(Saved data entries)
──────────────────────────────
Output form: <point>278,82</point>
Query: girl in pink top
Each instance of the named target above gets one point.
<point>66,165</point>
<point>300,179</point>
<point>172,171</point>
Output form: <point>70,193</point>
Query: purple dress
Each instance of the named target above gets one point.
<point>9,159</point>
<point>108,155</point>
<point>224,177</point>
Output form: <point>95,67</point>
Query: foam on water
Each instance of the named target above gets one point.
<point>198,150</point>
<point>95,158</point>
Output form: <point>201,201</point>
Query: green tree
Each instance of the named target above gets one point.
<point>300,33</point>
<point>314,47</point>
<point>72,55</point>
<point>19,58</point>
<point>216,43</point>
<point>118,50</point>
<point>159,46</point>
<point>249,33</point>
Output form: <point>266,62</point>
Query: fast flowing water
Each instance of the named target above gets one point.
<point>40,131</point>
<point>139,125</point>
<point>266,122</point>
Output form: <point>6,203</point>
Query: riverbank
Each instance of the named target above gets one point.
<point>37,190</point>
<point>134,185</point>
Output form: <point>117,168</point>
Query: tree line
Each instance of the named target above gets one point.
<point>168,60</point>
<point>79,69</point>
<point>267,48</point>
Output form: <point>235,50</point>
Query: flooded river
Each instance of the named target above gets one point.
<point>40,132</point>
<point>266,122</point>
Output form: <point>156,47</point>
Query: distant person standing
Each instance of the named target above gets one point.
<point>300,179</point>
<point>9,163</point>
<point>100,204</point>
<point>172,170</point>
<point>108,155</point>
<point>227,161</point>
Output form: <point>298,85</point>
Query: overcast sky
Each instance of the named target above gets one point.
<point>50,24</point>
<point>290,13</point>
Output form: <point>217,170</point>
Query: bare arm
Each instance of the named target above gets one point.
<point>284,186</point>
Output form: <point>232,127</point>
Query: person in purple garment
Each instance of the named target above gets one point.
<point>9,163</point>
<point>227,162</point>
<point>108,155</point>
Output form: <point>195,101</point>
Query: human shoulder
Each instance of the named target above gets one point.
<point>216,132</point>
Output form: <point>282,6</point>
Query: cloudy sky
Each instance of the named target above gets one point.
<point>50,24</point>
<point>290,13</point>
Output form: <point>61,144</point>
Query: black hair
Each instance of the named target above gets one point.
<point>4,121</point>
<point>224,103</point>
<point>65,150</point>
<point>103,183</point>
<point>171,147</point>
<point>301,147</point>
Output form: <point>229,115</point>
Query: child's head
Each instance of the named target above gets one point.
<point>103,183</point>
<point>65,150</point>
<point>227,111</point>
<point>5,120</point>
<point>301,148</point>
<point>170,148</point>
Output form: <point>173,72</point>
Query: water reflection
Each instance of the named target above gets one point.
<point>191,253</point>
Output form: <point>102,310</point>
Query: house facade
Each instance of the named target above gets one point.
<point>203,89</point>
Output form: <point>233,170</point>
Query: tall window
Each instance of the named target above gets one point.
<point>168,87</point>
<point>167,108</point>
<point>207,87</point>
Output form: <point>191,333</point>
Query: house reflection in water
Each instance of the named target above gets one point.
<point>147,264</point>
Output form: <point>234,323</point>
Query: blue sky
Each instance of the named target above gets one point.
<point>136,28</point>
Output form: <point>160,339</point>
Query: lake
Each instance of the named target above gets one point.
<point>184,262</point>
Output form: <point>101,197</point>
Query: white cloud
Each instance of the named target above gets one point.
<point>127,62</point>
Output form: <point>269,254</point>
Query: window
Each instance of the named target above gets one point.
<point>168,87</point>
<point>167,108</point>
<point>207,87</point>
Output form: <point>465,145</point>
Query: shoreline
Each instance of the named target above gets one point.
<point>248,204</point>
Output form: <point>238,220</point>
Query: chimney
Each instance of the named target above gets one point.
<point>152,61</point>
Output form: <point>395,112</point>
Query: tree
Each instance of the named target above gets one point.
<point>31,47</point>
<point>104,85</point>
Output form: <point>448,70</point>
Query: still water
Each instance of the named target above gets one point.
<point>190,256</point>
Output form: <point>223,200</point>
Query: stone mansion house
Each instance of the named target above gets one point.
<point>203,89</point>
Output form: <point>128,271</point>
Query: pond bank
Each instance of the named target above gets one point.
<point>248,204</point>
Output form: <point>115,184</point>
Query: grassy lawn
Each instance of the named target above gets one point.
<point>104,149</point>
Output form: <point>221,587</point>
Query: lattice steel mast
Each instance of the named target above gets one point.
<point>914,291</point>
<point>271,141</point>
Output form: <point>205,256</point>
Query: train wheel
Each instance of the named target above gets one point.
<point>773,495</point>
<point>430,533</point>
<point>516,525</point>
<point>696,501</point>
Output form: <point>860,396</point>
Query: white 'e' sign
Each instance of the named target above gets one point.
──────────────────────────────
◆ TO BE DONE ◆
Quote every one of the records above word for word, keeping each line as it appears.

◆ TASK SOLUTION ◆
Output form: <point>278,82</point>
Query: girl in pink top
Each instance of the named target above gets one point.
<point>66,165</point>
<point>300,179</point>
<point>172,171</point>
Output form: <point>70,193</point>
Query: purple dress
Each instance of the named target above gets one point.
<point>9,159</point>
<point>108,155</point>
<point>224,177</point>
Output form: <point>95,67</point>
Query: foam on water
Each instance of the named target above gets one point.
<point>198,150</point>
<point>95,158</point>
Output form: <point>201,201</point>
Query: green tree
Each instance of the named target above gets one point.
<point>300,33</point>
<point>314,47</point>
<point>72,55</point>
<point>19,58</point>
<point>216,43</point>
<point>118,50</point>
<point>159,46</point>
<point>249,33</point>
Output form: <point>266,62</point>
Query: fast flowing water
Each instance of the named target above gets one point.
<point>40,131</point>
<point>139,125</point>
<point>266,122</point>
Output form: <point>6,203</point>
Query: riverbank
Each instance of the named target above gets one point.
<point>37,190</point>
<point>134,185</point>
Output form: <point>117,168</point>
Query: tree line
Each instance of the named target above gets one point.
<point>168,60</point>
<point>79,69</point>
<point>267,48</point>
Output form: <point>235,50</point>
Query: flooded river
Each instance of the named target above gets one point.
<point>40,132</point>
<point>266,122</point>
Output form: <point>156,47</point>
Query: distant person standing
Each instance of the named target above gets one point.
<point>300,179</point>
<point>9,163</point>
<point>100,204</point>
<point>172,170</point>
<point>108,155</point>
<point>227,161</point>
Output form: <point>298,85</point>
Query: overcast sky
Each instance of the named target above gets one point.
<point>50,24</point>
<point>290,13</point>
Output form: <point>217,170</point>
Query: bare arm
Each instance of the named target above gets one point.
<point>284,186</point>
Output form: <point>232,127</point>
Query: person in purple garment
Each instance of the named target above gets one point.
<point>9,163</point>
<point>227,162</point>
<point>108,155</point>
Output form: <point>195,101</point>
Query: human shoulder
Each instance of the named target above gets one point.
<point>216,132</point>
Output form: <point>282,6</point>
Query: cloudy sky
Each instance of the named target above gets one point.
<point>50,24</point>
<point>290,13</point>
Output form: <point>61,144</point>
Query: black hair
Each instance of the named target above gets one point.
<point>4,121</point>
<point>224,103</point>
<point>65,150</point>
<point>103,183</point>
<point>171,147</point>
<point>301,147</point>
Output form: <point>229,115</point>
Query: child's head
Each instance of the named target above gets one point.
<point>103,183</point>
<point>65,150</point>
<point>227,111</point>
<point>5,120</point>
<point>301,148</point>
<point>170,148</point>
Output form: <point>173,72</point>
Query: water reflection
Each instance of the named target above gets one point.
<point>191,253</point>
Output form: <point>102,310</point>
Query: house facade
Each instance of the named target above gets one point.
<point>203,89</point>
Output form: <point>233,170</point>
Query: tall window
Each instance of the named target above gets one point.
<point>168,87</point>
<point>167,108</point>
<point>207,87</point>
Output form: <point>191,333</point>
Query: house reflection in water
Each instance of the named target above gets one point.
<point>147,264</point>
Output form: <point>234,323</point>
Query: blue sky
Each instance of the named target above gets one point.
<point>136,28</point>
Output form: <point>160,339</point>
Query: lake
Each instance of the named target above gets one point.
<point>184,262</point>
Output form: <point>101,197</point>
Query: white cloud
Each instance of the named target above gets one point.
<point>127,62</point>
Output form: <point>269,254</point>
Query: window
Each instance of the named target above gets one point.
<point>168,87</point>
<point>167,108</point>
<point>207,87</point>
Output form: <point>465,145</point>
Query: shoreline
Each instance of the named target above gets one point.
<point>248,204</point>
Output form: <point>238,220</point>
Query: chimney
Each instance of the named target above gets one point.
<point>152,61</point>
Output form: <point>395,112</point>
Query: tree
Each instance of the named target above gets one point.
<point>31,47</point>
<point>104,85</point>
Output form: <point>448,70</point>
Query: still water
Each instance of the named target above gets one point.
<point>190,256</point>
Output form: <point>223,200</point>
Query: stone mansion house
Each instance of the named target above gets one point.
<point>203,89</point>
Output form: <point>128,271</point>
Query: pond bank
Each instance of the named target above gets one point.
<point>248,204</point>
Output form: <point>115,184</point>
Query: grassy lawn
Each instance of the named target above gets one point.
<point>104,149</point>
Output form: <point>221,587</point>
Query: lattice steel mast
Each instance of the named target above gets one point.
<point>914,291</point>
<point>271,141</point>
Output form: <point>205,256</point>
Query: train wheel
Each instance of the named target above gets one point.
<point>773,495</point>
<point>430,533</point>
<point>516,525</point>
<point>696,501</point>
Output form: <point>860,396</point>
Query: white 'e' sign
Each instance of the named target above gets one point.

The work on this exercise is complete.